As associações humanitárias de bombeiros
voluntários são entidades privadas que prosseguem fins de interesse público (proteção
de pessoas e bens e a extinção de incêndios). Deste modo, será ponto assente
que os tribunais administrativos podem ser competentes quando a litígios que
surjam em relação a estas entidades.
Segundo o próprio regime jurídico das associações
humanitárias de bombeiros (Lei nº 32/2007), estas adquirem personalidade
jurídica e são reconhecidas como pessoas coletivas de utilidade pública
administrativa com a sua constituição (art. 3º). Posto isto, e sendo que, como
foi referido anteriormente, o Código Administrativo, nas disposições relativas
às pessoas coletivas de utilidade pública, não é aplicável a estas associações
(art. 50º/2, Lei 32/2007).
Nestes termos, o Professor Vasco Pereira
da Silva[5]
considera que o ex-artigo 4º/1, i) do ETAF deve ser interpretado tendo em conta
que “a análise de cada uma das situações identificadas como pertencentes ao
Contencioso Administrativo não é taxativa, mas apenas indicativa dos elementos
a ponderar para a determinação do âmbito da jurisdição administrativa” e que da
análise conjugada das alíneas deste mesmo artigo referentes à responsabilidade
civil pública irá resultar uma «inequívoca consagração de um regime de unidade
jurisdicional, tanto no que respeita ao contencioso da responsabilidade civil extracontratual
da Administração Pública, em virtude do abandono da “falsa distinção” entre
gestão pública e gestão privada como critério da determinação da competência do
tribunal (como antes ocorria), como também, mais amplamente, no que se refere
ao contencioso de toda a responsabilidade civil pública, que agora passa a ser
da competência dos tribunais administrativos». Assim sendo, o Professor defende
a unificação deste regime jurídico, sendo idênticas as opiniões de Mário Aroso de
Almeida e de Diogo Freitas do Amaral[6]. Estes
últimos autores consideram que «”na ausência de disposições de direito
substantivo que prevejam a aplicação do regime específico da responsabilidade
do Estado e demais pessoas coletivas de direito público a entidades privadas,
parece que a previsão do artigo 4º, n.º 1, do ETAF, permanecerá sem alcance
prático”», sendo que o Professor Vasco Pereira da Silva não os acompanha neste
entendimento, tendo em conta o critério geral do art. 1º/1 do ETAF e as normas
que o concretizam, nomeadamente o art. 4º/1, i) (na antiga redação).
.....
* **Tarefa curta A**
Reproduza o trecho do texto sobre as associações de bombeiros que vai de "As associações humanitárias" a "a estas entidades.".
* **Tarefa curta B**
Reescreva como tabela Markdown, com as colunas Número e Conteúdo, as linhas de dados desde o início até a linha com "[151,224,203,295]", inclusive. Omita as linhas em branco e deixe as imagens de fora.
O texto e as linhas de dados são independentes entre si.

* **Listagem de dados**
.....
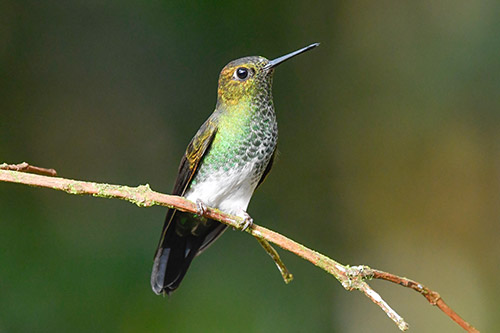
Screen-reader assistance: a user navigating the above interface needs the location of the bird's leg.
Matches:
[240,210,253,231]
[196,199,207,216]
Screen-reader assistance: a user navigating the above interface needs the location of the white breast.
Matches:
[185,163,257,216]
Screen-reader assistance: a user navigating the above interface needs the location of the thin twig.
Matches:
[365,269,479,333]
[0,165,478,332]
[255,237,293,284]
[0,162,57,176]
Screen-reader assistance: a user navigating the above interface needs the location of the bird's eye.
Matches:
[235,67,248,80]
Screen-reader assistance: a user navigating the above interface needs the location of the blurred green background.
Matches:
[0,0,500,332]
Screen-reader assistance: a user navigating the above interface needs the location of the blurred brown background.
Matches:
[0,0,500,332]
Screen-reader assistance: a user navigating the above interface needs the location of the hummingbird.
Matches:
[151,43,319,295]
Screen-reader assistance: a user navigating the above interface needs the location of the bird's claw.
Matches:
[240,211,253,231]
[196,199,207,216]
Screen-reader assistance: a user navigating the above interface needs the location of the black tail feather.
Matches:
[151,224,203,295]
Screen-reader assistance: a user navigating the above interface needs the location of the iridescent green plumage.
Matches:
[151,44,317,294]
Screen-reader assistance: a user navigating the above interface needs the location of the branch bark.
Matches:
[0,163,479,332]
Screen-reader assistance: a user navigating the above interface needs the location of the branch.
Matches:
[0,163,479,332]
[0,162,57,176]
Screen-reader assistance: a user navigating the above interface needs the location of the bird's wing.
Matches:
[159,116,217,244]
[172,117,217,195]
[256,148,278,188]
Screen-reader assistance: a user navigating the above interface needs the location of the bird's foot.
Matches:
[196,199,207,216]
[240,211,253,231]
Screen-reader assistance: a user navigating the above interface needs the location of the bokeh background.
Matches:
[0,0,500,332]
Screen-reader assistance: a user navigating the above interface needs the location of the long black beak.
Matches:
[264,43,319,70]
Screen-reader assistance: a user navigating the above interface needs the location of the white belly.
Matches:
[185,163,257,216]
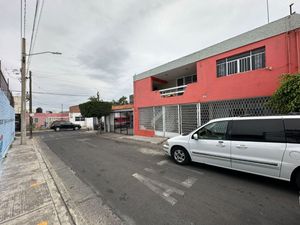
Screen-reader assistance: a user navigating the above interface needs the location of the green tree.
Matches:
[112,96,128,105]
[268,74,300,114]
[79,97,112,132]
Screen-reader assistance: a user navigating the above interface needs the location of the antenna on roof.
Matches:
[266,0,270,23]
[290,3,296,15]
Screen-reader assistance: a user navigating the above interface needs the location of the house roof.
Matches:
[69,105,80,113]
[133,14,300,80]
[112,104,133,111]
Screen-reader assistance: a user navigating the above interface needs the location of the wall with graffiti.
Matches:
[0,90,15,160]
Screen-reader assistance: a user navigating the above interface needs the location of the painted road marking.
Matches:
[156,160,168,166]
[139,148,165,155]
[144,168,198,188]
[77,138,98,148]
[144,168,156,173]
[181,177,197,188]
[132,173,184,206]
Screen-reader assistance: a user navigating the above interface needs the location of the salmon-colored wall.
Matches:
[134,29,300,134]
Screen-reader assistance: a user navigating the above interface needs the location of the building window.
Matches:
[75,116,85,121]
[217,47,266,77]
[177,74,197,86]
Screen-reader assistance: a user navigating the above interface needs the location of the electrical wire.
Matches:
[11,90,90,97]
[23,0,26,38]
[32,0,45,56]
[28,0,39,63]
[20,0,23,40]
[26,0,44,74]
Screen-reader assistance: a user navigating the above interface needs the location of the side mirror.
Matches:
[193,134,199,140]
.....
* **Resposta correta A**
As associações humanitárias de bombeiros
voluntários são entidades privadas que prosseguem fins de interesse público (proteção
de pessoas e bens e a extinção de incêndios). Deste modo, será ponto assente
que os tribunais administrativos podem ser competentes quando a litígios que
surjam em relação a estas entidades.

* **Resposta correta B**
| Número | Conteúdo |
|---|---|
| 1 | Screen-reader assistance: a user navigating the above interface needs the location of the bird's leg. |
| 2 | Matches: |
| 3 | [240,210,253,231] |
| 4 | [196,199,207,216] |
| 5 | Screen-reader assistance: a user navigating the above interface needs the location of the white breast. |
| 6 | Matches: |
| 7 | [185,163,257,216] |
| 8 | Screen-reader assistance: a user navigating the above interface needs the location of the thin twig. |
| 9 | Matches: |
| 10 | [365,269,479,333] |
| 11 | [0,165,478,332] |
| 12 | [255,237,293,284] |
| 13 | [0,162,57,176] |
| 14 | Screen-reader assistance: a user navigating the above interface needs the location of the bird's eye. |
| 15 | Matches: |
| 16 | [235,67,248,80] |
| 17 | Screen-reader assistance: a user navigating the above interface needs the location of the blurred green background. |
| 18 | Matches: |
| 19 | [0,0,500,332] |
| 20 | Screen-reader assistance: a user navigating the above interface needs the location of the blurred brown background. |
| 21 | Matches: |
| 22 | [0,0,500,332] |
| 23 | Screen-reader assistance: a user navigating the above interface needs the location of the hummingbird. |
| 24 | Matches: |
| 25 | [151,43,319,295] |
| 26 | Screen-reader assistance: a user navigating the above interface needs the location of the bird's claw. |
| 27 | Matches: |
| 28 | [240,211,253,231] |
| 29 | [196,199,207,216] |
| 30 | Screen-reader assistance: a user navigating the above interface needs the location of the black tail feather. |
| 31 | Matches: |
| 32 | [151,224,203,295] |